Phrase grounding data
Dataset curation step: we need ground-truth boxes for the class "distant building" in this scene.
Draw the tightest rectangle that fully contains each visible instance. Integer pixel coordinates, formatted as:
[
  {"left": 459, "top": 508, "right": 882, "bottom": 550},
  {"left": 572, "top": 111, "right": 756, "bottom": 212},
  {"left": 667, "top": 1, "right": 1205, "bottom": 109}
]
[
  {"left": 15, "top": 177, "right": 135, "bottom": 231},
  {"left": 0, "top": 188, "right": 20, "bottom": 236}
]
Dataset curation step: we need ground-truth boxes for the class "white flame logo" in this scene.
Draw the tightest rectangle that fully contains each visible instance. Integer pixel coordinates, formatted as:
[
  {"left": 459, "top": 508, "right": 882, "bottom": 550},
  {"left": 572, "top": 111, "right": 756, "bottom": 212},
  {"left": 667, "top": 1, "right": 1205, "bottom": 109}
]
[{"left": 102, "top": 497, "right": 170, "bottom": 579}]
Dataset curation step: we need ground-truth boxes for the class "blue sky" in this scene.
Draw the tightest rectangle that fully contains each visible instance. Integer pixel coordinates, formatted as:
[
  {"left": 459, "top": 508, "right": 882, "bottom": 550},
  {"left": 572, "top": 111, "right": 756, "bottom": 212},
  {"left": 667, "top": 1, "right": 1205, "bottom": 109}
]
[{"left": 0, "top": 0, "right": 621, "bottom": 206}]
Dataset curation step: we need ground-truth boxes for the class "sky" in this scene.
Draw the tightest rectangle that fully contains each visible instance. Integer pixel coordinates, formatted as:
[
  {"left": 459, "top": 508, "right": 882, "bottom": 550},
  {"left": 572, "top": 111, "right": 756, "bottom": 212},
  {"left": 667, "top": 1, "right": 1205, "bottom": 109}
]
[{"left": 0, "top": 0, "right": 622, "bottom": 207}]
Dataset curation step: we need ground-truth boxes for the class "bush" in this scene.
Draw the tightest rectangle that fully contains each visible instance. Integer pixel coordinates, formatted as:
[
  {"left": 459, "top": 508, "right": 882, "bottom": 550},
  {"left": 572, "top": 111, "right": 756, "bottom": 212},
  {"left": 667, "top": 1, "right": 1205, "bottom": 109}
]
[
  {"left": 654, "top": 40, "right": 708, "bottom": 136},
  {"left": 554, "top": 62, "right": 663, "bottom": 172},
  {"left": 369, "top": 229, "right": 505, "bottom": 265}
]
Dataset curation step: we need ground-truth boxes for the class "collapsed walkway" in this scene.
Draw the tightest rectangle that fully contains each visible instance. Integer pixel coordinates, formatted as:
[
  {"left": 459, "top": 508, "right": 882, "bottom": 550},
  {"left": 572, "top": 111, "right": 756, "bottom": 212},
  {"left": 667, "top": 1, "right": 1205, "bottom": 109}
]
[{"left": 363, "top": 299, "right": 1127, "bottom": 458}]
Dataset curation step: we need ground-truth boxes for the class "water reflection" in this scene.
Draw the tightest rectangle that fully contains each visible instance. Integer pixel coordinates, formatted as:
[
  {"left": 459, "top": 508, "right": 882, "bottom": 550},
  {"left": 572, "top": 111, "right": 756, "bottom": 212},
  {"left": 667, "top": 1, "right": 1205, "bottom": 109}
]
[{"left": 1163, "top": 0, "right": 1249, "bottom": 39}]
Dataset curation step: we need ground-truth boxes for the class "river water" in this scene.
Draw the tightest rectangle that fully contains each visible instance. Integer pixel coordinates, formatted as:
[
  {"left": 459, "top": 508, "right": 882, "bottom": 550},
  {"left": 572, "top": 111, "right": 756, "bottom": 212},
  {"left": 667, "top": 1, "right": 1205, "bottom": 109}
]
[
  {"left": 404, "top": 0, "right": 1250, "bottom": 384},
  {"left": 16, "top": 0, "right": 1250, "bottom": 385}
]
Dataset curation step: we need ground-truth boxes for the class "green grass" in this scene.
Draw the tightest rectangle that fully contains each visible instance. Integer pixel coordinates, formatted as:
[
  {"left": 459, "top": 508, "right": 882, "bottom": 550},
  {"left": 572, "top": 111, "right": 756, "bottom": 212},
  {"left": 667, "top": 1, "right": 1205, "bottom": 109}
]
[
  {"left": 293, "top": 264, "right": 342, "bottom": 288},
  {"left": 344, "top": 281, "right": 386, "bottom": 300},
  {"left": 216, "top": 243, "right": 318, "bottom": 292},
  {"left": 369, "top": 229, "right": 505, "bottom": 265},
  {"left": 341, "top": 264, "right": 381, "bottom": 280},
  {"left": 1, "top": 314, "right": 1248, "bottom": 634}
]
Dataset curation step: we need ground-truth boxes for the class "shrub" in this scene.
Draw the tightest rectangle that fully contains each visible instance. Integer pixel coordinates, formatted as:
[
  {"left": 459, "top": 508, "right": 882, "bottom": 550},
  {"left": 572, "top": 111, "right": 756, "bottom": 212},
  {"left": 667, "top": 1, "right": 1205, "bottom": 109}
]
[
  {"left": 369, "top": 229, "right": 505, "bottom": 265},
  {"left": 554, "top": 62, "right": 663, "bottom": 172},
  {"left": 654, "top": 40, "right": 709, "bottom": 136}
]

* _TASK INSTRUCTIONS_
Could you give every entry again, exactly as written?

* _SOLUTION_
Dataset curation step: we need ground-truth boxes for the class "distant building" in this scene.
Draw the tightest rectangle that fully contains each visible instance. Integer pixel coordinates, formatted as:
[
  {"left": 459, "top": 508, "right": 882, "bottom": 550},
  {"left": 572, "top": 111, "right": 756, "bottom": 212},
  {"left": 667, "top": 1, "right": 1205, "bottom": 109}
]
[
  {"left": 15, "top": 177, "right": 135, "bottom": 231},
  {"left": 0, "top": 188, "right": 20, "bottom": 236}
]
Dataset curation step: we need ground-truth boxes for the class "white flame logo" in this scene.
Draw the tightest rectangle that fully contains each visible instance. Integer pixel coordinates, formatted as:
[
  {"left": 459, "top": 508, "right": 882, "bottom": 550},
  {"left": 572, "top": 111, "right": 756, "bottom": 212},
  {"left": 667, "top": 1, "right": 1205, "bottom": 109}
]
[{"left": 102, "top": 497, "right": 170, "bottom": 579}]
Dataset curation step: we need ground-truth boxes for the class "blue sky" in this scene.
Draw the tightest rectangle that fully contains each visible instance. Integer pixel coordinates, formatted as:
[
  {"left": 459, "top": 508, "right": 882, "bottom": 550},
  {"left": 572, "top": 111, "right": 756, "bottom": 212},
  {"left": 667, "top": 1, "right": 1205, "bottom": 109}
]
[{"left": 0, "top": 0, "right": 621, "bottom": 206}]
Dataset curation step: we need ground-truth boxes for the class "sky" in this scene.
Draw the tightest rectangle that fully contains each visible instance. Integer pixel coordinates, formatted as:
[
  {"left": 459, "top": 508, "right": 882, "bottom": 550},
  {"left": 572, "top": 111, "right": 756, "bottom": 212},
  {"left": 667, "top": 1, "right": 1205, "bottom": 109}
]
[{"left": 0, "top": 0, "right": 622, "bottom": 207}]
Dataset curation step: we need ground-truth boxes for the class "bush" in this scene.
Draw the tightest rectangle that fully contains each visible instance. Integer pixel coordinates, formatted as:
[
  {"left": 459, "top": 508, "right": 882, "bottom": 550},
  {"left": 572, "top": 111, "right": 756, "bottom": 212},
  {"left": 667, "top": 1, "right": 1205, "bottom": 109}
]
[
  {"left": 654, "top": 40, "right": 708, "bottom": 136},
  {"left": 554, "top": 62, "right": 663, "bottom": 172},
  {"left": 369, "top": 229, "right": 505, "bottom": 265}
]
Dataset curation step: we need ground-truth boxes for the class "collapsed walkway" in this scene.
Draw the tightest rectangle that fully contains each visible instance. Integer pixel coordinates, formatted as:
[
  {"left": 459, "top": 508, "right": 882, "bottom": 550},
  {"left": 572, "top": 111, "right": 756, "bottom": 212},
  {"left": 667, "top": 1, "right": 1205, "bottom": 109}
]
[{"left": 363, "top": 299, "right": 1127, "bottom": 458}]
Dataset curation step: we need ground-truth boxes for the class "water reflection" in this scene.
Draw the tightest rectangle that fully contains each visible instance. Integer pixel coordinates, formatted as:
[
  {"left": 459, "top": 508, "right": 882, "bottom": 550},
  {"left": 572, "top": 111, "right": 756, "bottom": 212},
  {"left": 667, "top": 1, "right": 1205, "bottom": 109}
]
[{"left": 1163, "top": 0, "right": 1249, "bottom": 39}]
Dataset curation step: we need ground-truth boxes for the class "river water" in this scene.
Draw the tightest rectangle that fully contains each visible instance. Integer pixel coordinates, formatted as:
[
  {"left": 459, "top": 508, "right": 882, "bottom": 550},
  {"left": 572, "top": 111, "right": 756, "bottom": 212},
  {"left": 667, "top": 1, "right": 1205, "bottom": 109}
]
[
  {"left": 404, "top": 0, "right": 1250, "bottom": 384},
  {"left": 16, "top": 0, "right": 1250, "bottom": 385}
]
Dataset curation step: we need ground-truth boxes for the class "green grass" in this scene.
Draw the tightest rectangle that fully contains each visible instance. Integer pixel coordinates, formatted as:
[
  {"left": 459, "top": 508, "right": 882, "bottom": 550},
  {"left": 572, "top": 111, "right": 756, "bottom": 212},
  {"left": 667, "top": 1, "right": 1205, "bottom": 109}
]
[
  {"left": 293, "top": 264, "right": 342, "bottom": 288},
  {"left": 344, "top": 281, "right": 386, "bottom": 300},
  {"left": 216, "top": 243, "right": 318, "bottom": 292},
  {"left": 369, "top": 229, "right": 505, "bottom": 265},
  {"left": 341, "top": 264, "right": 381, "bottom": 280},
  {"left": 1, "top": 314, "right": 1248, "bottom": 634}
]
Dataset curation step: we need ground-truth boxes for the class "shrub" in this scene.
Draw the tightest rectangle that fully contains each visible instance. Integer pixel coordinates, formatted as:
[
  {"left": 459, "top": 508, "right": 882, "bottom": 550},
  {"left": 572, "top": 111, "right": 756, "bottom": 212},
  {"left": 667, "top": 1, "right": 1205, "bottom": 109}
]
[
  {"left": 369, "top": 229, "right": 505, "bottom": 265},
  {"left": 554, "top": 62, "right": 663, "bottom": 172},
  {"left": 654, "top": 40, "right": 709, "bottom": 136}
]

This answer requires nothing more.